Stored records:
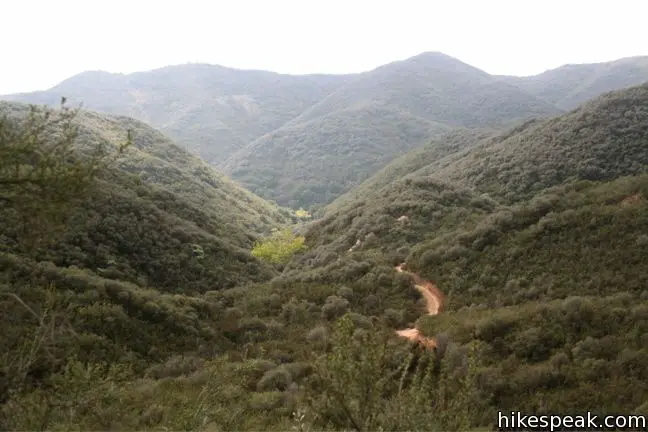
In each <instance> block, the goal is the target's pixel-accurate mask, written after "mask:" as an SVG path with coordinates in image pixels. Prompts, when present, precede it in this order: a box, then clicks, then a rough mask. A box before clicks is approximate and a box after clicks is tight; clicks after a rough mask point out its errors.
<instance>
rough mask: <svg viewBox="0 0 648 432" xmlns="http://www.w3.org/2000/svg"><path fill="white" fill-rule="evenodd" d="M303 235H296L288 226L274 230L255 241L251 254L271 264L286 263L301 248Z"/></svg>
mask: <svg viewBox="0 0 648 432" xmlns="http://www.w3.org/2000/svg"><path fill="white" fill-rule="evenodd" d="M304 240H305V239H304V237H303V236H298V235H296V234H294V233H293V232H292V230H291V229H290V228H285V229H283V230H275V231H274V232H273V233H272V235H271V236H270V237H269V238H267V239H265V240H262V241H259V242H257V243H256V244H255V245H254V247H253V248H252V255H253V256H255V257H257V258H259V259H261V260H264V261H268V262H270V263H272V264H286V263H287V262H288V261H289V260H290V258H292V256H293V255H294V254H296V253H297V252H299V251H301V250H303V249H304V248H305V246H304Z"/></svg>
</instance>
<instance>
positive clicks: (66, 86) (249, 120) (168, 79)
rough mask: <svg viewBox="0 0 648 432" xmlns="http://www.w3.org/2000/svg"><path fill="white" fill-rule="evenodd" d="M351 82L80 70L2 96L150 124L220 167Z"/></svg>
mask: <svg viewBox="0 0 648 432" xmlns="http://www.w3.org/2000/svg"><path fill="white" fill-rule="evenodd" d="M352 77H353V76H352V75H349V76H326V75H310V76H291V75H281V74H276V73H273V72H265V71H247V70H237V69H230V68H226V67H222V66H212V65H205V64H188V65H179V66H168V67H164V68H161V69H156V70H153V71H148V72H137V73H132V74H128V75H123V74H111V73H107V72H101V71H93V72H83V73H81V74H79V75H76V76H73V77H71V78H69V79H67V80H65V81H63V82H62V83H60V84H59V85H57V86H55V87H53V88H51V89H49V90H47V91H42V92H34V93H25V94H18V95H11V96H4V97H3V98H4V99H12V100H17V101H22V102H28V103H37V104H50V105H56V104H58V102H59V101H60V99H61V97H62V96H65V97H67V98H68V99H69V101H70V102H71V104H73V105H74V104H77V103H83V105H84V106H85V107H86V108H88V109H92V110H95V111H102V112H107V113H111V114H121V115H126V116H130V117H134V118H137V119H139V120H142V121H144V122H147V123H150V124H151V125H152V126H154V127H156V128H158V129H159V130H160V131H162V132H164V133H166V134H168V135H169V136H170V137H172V138H174V139H176V140H178V143H179V144H180V145H183V146H186V147H187V148H189V149H190V150H193V151H195V152H197V153H198V154H199V155H200V156H201V157H202V158H203V159H205V160H206V161H207V162H209V163H211V164H214V165H216V166H218V165H219V164H220V163H222V161H223V160H224V159H226V158H227V157H228V156H229V155H230V154H231V153H232V152H234V151H236V150H237V149H239V148H241V147H244V146H245V145H247V144H248V143H249V142H250V141H252V140H254V139H255V138H257V137H259V136H261V135H263V134H264V133H267V132H270V131H272V130H274V129H276V128H278V127H280V126H281V125H283V124H284V123H285V122H287V121H288V120H291V119H292V118H293V117H295V116H297V115H299V114H300V113H301V112H302V111H303V110H304V109H306V108H308V107H310V106H311V105H312V104H314V103H316V102H317V101H319V100H321V99H322V98H324V97H325V96H326V95H328V94H329V93H330V92H331V91H333V90H334V89H335V88H337V87H338V86H339V85H340V84H342V83H344V82H345V81H347V80H349V79H351V78H352Z"/></svg>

DIRECTIONS:
Give the lines of the items from the line containing "</instance>" up to and including the line containing "82L80 70L2 96L150" as a Markdown table with the columns No. and Text, leaving out any blank lines.

REPLY:
| No. | Text |
|---|---|
| 1 | </instance> |
| 2 | <instance> |
| 3 | positive clicks: (66, 86) (249, 120) (168, 79) |
| 4 | rough mask: <svg viewBox="0 0 648 432" xmlns="http://www.w3.org/2000/svg"><path fill="white" fill-rule="evenodd" d="M351 82L80 70L2 96L150 124L220 167Z"/></svg> |